____ Quoted text
Piazza and Loughnan don’t appear aware that many people know that people are people and not animals, in the sense that people are rational creatures and animals not. This is why “Rise, Peter; kill, and eat” makes (made) sense to most of us. Considering a beast’s “intelligence” is a recent phenomenon, constrained to Westerners who have forgotten the distinction between men and animals.
Anyway, our duo took to the internet and asked 58 people to “imagine that in the distant future, scientists went on an expedition to another planet and discovered a new species called the ‘trablans.'” Half the people were told the trablans were intelligent, half not, and they were then asked questions like “Is it OK to start eating the trablans?”. Lo, a few more of the folks who were told the trablans were dumb said yes than did the people who were told the trablans were intelligent. A wee p-value “confirmed” the difference was in fact a difference.
Two other sets of people and questions were asked with similar results.
________
____ Supplied data
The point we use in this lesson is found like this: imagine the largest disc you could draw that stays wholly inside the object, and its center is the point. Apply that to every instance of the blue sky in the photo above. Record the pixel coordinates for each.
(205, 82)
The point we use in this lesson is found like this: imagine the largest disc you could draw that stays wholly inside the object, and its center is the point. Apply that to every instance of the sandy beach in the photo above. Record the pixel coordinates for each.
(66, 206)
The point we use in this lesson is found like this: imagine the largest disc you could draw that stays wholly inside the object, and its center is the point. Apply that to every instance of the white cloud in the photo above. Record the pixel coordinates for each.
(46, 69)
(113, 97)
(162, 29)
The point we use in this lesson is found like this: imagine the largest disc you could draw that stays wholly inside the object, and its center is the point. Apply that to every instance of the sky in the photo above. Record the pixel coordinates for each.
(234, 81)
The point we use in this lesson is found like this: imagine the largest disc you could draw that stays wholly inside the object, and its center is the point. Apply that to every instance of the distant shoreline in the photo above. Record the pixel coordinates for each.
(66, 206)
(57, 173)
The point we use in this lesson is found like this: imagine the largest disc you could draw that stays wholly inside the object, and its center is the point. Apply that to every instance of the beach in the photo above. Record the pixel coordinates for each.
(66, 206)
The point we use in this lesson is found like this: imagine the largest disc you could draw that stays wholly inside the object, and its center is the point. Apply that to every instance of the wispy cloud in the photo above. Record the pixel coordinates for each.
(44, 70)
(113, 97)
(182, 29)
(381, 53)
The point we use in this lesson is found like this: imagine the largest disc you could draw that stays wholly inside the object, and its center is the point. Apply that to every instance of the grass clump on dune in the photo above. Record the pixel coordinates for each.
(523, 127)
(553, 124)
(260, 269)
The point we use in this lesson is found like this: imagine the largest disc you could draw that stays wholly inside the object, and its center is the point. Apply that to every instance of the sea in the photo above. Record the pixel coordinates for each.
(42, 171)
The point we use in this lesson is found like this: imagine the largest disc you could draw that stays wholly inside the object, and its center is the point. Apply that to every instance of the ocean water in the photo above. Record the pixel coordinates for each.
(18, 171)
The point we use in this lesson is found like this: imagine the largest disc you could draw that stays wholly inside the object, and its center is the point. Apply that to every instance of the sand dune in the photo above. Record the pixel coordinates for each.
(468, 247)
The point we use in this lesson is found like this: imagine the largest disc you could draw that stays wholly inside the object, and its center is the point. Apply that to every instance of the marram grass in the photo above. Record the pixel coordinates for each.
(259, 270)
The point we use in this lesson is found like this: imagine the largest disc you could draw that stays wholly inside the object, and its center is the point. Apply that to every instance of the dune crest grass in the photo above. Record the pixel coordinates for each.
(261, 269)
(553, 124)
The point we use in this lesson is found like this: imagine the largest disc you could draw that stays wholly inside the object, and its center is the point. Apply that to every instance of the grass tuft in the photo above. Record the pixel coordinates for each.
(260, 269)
________
____ Supplied data
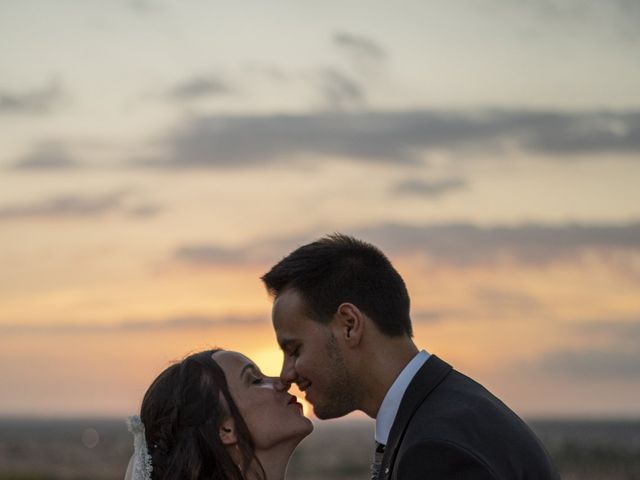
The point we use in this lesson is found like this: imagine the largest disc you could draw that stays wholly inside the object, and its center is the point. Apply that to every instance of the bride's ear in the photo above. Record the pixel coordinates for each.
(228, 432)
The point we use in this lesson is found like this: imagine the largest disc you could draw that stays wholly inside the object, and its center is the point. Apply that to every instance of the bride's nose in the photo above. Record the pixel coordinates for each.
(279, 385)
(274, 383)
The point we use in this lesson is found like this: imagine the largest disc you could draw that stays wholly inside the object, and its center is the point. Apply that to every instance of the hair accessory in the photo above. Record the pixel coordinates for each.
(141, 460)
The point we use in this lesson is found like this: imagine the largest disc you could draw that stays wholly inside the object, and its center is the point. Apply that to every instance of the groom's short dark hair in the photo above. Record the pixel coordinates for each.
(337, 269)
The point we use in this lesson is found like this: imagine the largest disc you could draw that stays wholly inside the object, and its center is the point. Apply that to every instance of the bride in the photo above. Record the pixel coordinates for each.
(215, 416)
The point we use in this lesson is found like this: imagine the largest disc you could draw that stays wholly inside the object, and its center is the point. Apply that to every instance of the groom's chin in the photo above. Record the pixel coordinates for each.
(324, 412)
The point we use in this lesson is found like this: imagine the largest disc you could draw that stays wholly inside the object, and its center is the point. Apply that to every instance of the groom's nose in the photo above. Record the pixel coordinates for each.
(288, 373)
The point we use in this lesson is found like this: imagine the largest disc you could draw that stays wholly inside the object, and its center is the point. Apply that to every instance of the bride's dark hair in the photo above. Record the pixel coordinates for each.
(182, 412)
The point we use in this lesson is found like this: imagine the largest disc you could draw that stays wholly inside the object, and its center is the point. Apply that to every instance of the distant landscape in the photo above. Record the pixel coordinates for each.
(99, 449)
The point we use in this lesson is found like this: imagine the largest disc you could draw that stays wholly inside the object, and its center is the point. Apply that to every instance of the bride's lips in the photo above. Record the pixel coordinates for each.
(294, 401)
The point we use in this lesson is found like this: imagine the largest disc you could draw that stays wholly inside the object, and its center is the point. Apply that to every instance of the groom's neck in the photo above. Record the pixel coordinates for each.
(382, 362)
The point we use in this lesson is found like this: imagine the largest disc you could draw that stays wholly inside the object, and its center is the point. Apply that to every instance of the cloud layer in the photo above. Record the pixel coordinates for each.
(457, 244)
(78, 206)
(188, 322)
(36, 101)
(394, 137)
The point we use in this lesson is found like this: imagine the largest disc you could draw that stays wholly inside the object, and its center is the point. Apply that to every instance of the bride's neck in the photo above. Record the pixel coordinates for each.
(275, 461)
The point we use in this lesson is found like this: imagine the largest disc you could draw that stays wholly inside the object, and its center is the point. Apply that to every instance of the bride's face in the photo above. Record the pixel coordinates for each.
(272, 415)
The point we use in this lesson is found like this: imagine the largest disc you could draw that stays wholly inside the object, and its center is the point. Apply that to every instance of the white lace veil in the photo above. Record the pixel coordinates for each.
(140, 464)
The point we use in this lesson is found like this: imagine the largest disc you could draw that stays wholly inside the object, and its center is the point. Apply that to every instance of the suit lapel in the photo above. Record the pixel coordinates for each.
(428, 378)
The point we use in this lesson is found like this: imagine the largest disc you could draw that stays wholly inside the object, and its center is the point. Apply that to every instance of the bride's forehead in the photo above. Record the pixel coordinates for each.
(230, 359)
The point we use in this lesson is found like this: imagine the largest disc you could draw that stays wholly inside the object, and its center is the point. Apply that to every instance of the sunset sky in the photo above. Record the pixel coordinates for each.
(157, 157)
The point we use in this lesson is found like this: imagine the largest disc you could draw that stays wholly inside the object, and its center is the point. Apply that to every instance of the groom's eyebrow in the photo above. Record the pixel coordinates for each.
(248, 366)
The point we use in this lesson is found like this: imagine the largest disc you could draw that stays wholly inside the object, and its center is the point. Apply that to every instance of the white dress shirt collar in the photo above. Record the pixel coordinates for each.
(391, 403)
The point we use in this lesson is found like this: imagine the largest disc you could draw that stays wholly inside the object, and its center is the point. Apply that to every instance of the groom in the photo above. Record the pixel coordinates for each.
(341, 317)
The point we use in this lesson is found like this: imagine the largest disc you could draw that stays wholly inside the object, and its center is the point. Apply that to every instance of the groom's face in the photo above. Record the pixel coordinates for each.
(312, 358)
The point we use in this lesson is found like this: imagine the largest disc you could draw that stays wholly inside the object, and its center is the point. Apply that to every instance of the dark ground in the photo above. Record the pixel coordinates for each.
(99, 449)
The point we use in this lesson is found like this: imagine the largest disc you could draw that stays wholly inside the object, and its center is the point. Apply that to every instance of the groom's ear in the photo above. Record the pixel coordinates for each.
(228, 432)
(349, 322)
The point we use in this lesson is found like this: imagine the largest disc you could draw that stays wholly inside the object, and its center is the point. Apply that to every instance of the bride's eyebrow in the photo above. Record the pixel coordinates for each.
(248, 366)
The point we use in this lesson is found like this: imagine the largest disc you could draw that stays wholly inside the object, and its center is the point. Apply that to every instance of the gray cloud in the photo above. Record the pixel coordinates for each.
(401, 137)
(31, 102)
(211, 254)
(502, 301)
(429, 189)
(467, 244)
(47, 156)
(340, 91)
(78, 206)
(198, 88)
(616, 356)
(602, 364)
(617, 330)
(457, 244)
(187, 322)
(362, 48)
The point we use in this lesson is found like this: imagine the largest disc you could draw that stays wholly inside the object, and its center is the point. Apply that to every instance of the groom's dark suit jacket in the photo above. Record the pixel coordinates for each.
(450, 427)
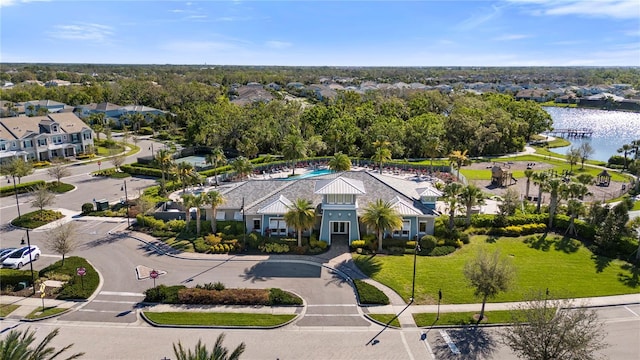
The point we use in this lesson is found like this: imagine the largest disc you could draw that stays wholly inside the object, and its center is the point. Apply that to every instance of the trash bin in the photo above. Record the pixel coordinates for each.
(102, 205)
________
____ Supplied data
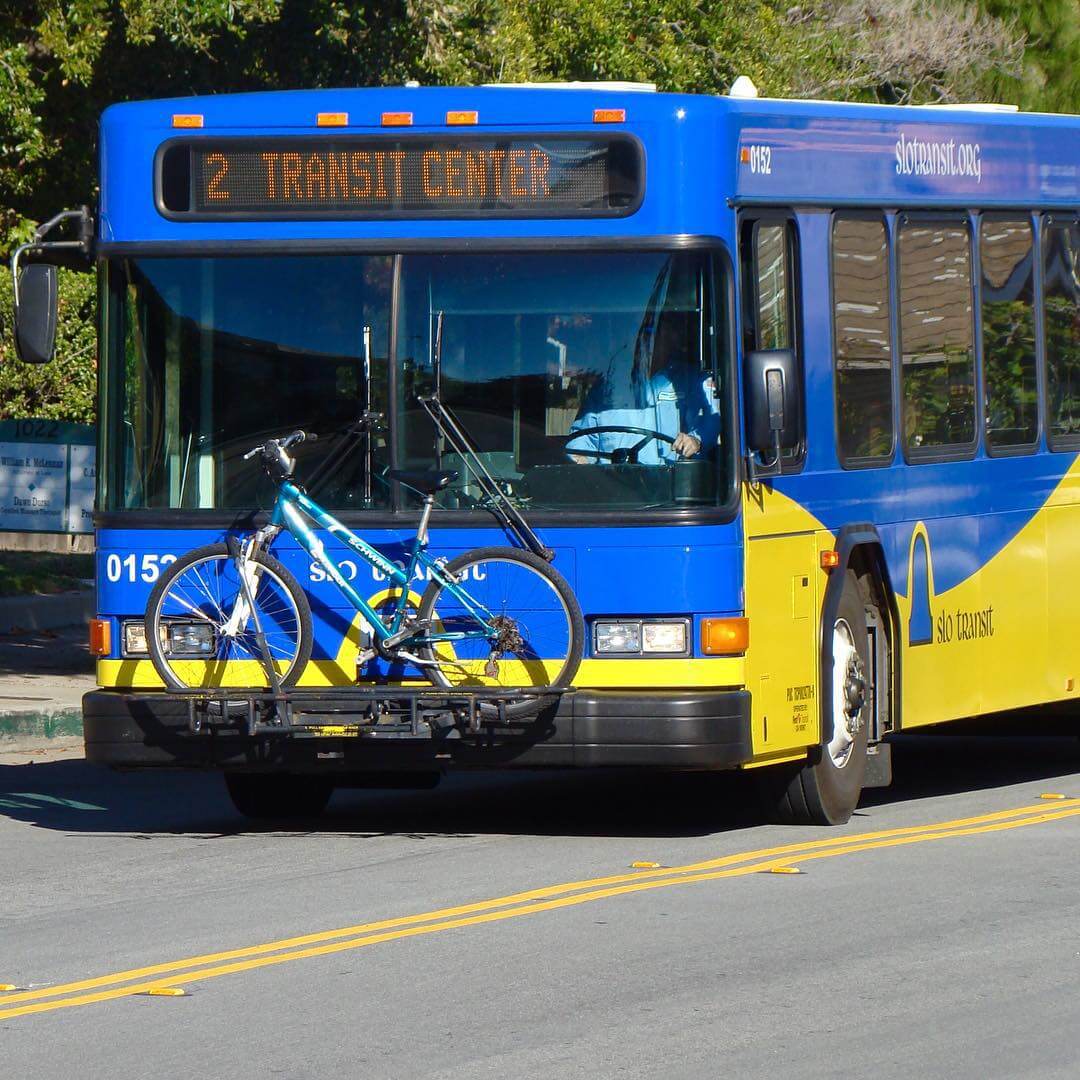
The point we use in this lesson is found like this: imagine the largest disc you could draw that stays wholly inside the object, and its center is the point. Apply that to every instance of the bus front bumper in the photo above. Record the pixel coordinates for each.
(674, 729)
________
* _Required actions_:
[1] Render into French this sentence from the trablans passage: "A wee p-value “confirmed” the difference was in fact a difference."
[2] Print the portion of the trablans passage starting with "Piazza and Loughnan" and going on through "men and animals.", without any alteration.
Rely solely on the trablans passage when responding.

* _Results by task_:
[1] Une petite valeur p a « confirmé » que la différence était bel et bien une différence.

[2]
Piazza and Loughnan don’t appear aware that many people know that people are people and not animals, in the sense that people are rational creatures and animals not. This is why “Rise, Peter; kill, and eat” makes (made) sense to most of us. Considering a beast’s “intelligence” is a recent phenomenon, constrained to Westerners who have forgotten the distinction between men and animals.